(ACTION ITEM) How many lines of the entries below contain the string "positive"? Reply with the number alone.

(DATASET CONTENT)
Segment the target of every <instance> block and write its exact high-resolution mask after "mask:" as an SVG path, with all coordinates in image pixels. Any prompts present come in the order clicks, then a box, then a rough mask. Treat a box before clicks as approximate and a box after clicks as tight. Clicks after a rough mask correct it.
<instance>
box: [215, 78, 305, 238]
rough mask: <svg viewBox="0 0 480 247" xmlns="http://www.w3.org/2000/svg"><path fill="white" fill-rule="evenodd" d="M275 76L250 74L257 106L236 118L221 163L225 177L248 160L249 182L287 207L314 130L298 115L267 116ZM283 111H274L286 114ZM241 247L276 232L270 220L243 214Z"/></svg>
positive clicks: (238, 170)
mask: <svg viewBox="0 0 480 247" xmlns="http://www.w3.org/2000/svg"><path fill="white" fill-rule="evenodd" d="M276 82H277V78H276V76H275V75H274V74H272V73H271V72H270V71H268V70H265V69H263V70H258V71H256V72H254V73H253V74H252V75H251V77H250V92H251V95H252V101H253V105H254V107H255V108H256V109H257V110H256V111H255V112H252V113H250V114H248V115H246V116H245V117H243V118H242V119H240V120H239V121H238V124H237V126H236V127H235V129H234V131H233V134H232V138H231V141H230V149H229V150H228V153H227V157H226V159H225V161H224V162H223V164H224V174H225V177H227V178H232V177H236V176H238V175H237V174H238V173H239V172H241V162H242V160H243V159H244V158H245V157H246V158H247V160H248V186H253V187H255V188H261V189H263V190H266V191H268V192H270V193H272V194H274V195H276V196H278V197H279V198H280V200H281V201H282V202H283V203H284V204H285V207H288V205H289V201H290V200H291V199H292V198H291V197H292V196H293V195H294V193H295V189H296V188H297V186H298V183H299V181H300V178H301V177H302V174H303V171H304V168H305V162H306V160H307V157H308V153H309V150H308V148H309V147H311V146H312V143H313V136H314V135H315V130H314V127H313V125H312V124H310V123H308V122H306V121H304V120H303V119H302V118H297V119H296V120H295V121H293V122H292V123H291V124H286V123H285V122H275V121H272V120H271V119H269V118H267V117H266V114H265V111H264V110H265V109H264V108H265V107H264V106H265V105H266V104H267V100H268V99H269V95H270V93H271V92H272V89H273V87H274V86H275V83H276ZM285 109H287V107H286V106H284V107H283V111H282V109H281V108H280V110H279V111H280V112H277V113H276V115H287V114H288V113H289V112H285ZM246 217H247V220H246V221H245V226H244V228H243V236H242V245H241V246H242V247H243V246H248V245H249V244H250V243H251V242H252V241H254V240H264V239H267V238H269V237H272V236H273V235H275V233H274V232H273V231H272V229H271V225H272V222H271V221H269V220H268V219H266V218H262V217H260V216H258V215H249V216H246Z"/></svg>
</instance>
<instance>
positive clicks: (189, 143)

(EXERCISE RESPONSE) 2